#### WRITTEN PROBLEM:
Rewrite the material below with "indicate" changed to "mark" throughout and every other word left as it stands.

#### INFORMATION PROVIDED:
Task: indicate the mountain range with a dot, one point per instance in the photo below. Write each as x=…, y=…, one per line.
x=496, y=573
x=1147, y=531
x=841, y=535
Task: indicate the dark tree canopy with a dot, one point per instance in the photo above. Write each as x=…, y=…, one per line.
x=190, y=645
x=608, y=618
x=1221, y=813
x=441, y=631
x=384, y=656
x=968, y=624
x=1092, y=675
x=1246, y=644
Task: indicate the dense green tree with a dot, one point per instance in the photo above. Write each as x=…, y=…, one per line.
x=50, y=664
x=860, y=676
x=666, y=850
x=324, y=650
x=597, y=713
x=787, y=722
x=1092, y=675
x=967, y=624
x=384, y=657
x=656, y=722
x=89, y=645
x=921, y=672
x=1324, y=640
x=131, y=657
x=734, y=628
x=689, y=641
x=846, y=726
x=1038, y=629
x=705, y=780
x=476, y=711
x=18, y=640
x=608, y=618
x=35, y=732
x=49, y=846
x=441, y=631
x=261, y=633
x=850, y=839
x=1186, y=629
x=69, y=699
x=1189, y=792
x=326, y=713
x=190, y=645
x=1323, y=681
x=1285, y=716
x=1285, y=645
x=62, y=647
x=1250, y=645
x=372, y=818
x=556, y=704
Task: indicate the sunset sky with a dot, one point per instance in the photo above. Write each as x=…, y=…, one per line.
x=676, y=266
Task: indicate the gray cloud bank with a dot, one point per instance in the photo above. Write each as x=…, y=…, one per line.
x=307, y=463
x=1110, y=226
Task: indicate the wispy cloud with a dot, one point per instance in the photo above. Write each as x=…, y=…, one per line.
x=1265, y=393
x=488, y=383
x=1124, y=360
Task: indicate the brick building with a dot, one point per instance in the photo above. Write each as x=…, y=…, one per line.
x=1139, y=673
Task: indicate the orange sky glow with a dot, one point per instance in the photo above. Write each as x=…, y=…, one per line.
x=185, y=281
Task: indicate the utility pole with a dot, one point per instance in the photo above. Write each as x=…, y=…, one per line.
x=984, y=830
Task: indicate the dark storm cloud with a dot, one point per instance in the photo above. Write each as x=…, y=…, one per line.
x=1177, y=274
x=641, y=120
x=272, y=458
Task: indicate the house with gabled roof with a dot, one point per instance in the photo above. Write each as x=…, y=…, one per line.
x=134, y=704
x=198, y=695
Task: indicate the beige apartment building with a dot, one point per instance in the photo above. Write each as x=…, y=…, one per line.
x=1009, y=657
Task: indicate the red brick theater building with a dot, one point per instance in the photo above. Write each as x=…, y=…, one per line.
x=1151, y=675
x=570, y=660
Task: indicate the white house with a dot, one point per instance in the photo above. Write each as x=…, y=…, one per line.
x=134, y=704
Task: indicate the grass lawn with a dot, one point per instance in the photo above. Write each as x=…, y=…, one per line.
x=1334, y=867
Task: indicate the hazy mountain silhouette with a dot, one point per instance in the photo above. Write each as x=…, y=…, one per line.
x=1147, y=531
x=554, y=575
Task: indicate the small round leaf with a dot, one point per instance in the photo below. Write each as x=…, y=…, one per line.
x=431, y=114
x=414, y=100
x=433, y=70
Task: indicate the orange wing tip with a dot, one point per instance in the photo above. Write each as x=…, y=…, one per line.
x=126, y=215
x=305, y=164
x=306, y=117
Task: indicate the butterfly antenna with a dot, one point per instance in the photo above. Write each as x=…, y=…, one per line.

#### PROBLEM SOLUTION:
Task: mark the mountain range with a dot, one point per instance in the photo below. Write each as x=…, y=…, one per line.
x=496, y=573
x=1147, y=531
x=841, y=535
Task: mark the dark tree canopy with a dot, one point per instance in the photo above. Write each as x=…, y=…, one per line.
x=190, y=645
x=608, y=618
x=1221, y=813
x=441, y=631
x=384, y=656
x=968, y=624
x=1092, y=675
x=1246, y=644
Task: mark the dense green tree with a dot, one point per instance in the photo above. Write each as x=…, y=…, one per line.
x=50, y=664
x=860, y=676
x=666, y=850
x=324, y=650
x=597, y=713
x=787, y=722
x=1092, y=675
x=967, y=624
x=384, y=657
x=656, y=722
x=89, y=645
x=921, y=672
x=1324, y=640
x=131, y=657
x=734, y=628
x=689, y=641
x=846, y=726
x=1038, y=629
x=705, y=780
x=476, y=711
x=18, y=640
x=608, y=618
x=35, y=732
x=49, y=846
x=441, y=631
x=261, y=633
x=850, y=839
x=1186, y=629
x=69, y=699
x=1189, y=792
x=326, y=713
x=190, y=645
x=1323, y=681
x=1285, y=716
x=1285, y=645
x=62, y=647
x=1250, y=645
x=372, y=818
x=556, y=704
Task: mark the sunset sky with a dot, one point per instance in the photo above. Write each as x=…, y=…, one per line.
x=676, y=266
Task: mark the gray cloud bank with a dot, one point per instance in the photo above. Write each as x=…, y=…, one per line.
x=307, y=463
x=1110, y=226
Task: mark the wispy cloud with a dot, one point per instance in the photo above. Write each as x=…, y=…, one per line.
x=1265, y=393
x=488, y=383
x=1124, y=360
Task: mark the brick building with a dot, one point per instance in the photo above. Write each as x=…, y=…, one per line.
x=1139, y=673
Task: mark the orange sky glow with a dot, one point per instance in the photo above. Write each as x=…, y=…, one per line.
x=185, y=281
Task: mark the utility pole with a dot, one point per instance in the photo above. Write each as x=…, y=…, one per line.
x=984, y=830
Task: mark the dark storm cloud with a dot, one point per instance in the photo above. Write each as x=…, y=…, one per line.
x=1177, y=274
x=641, y=120
x=272, y=458
Task: mark the house with gabled roof with a dot, one point per instance in the photo above. Write each as x=…, y=…, one per line.
x=134, y=704
x=198, y=695
Task: mark the beige apartment building with a dot, one point per instance in the photo above. Write each as x=…, y=…, one per line.
x=1009, y=657
Task: mark the red brick theater building with a dot, one point per instance in the photo above. Write each as x=…, y=…, one per line.
x=1151, y=675
x=570, y=660
Task: mark the white house with a dot, one point per instance in the photo above. Write each as x=…, y=…, one per line.
x=134, y=704
Task: mark the grass lawn with a dot, one point per instance in the photo above. Write each as x=…, y=…, one per line.
x=1334, y=867
Task: mark the hazy mountain silhouette with a dot, one point per instance in the photo above. Write each as x=…, y=…, one per line.
x=1147, y=531
x=554, y=575
Task: mark the small round leaf with a dot, one point per instance in the photo below. Write each as x=…, y=…, one per line.
x=431, y=114
x=414, y=100
x=433, y=70
Task: mark the orange wing tip with a dot, one point per instance in the photo above. Write each as x=…, y=…, one per line.
x=126, y=215
x=305, y=164
x=306, y=117
Task: mark the butterfly antenna with a dot, one point per instance in the photo above. Write each as x=…, y=…, one per line.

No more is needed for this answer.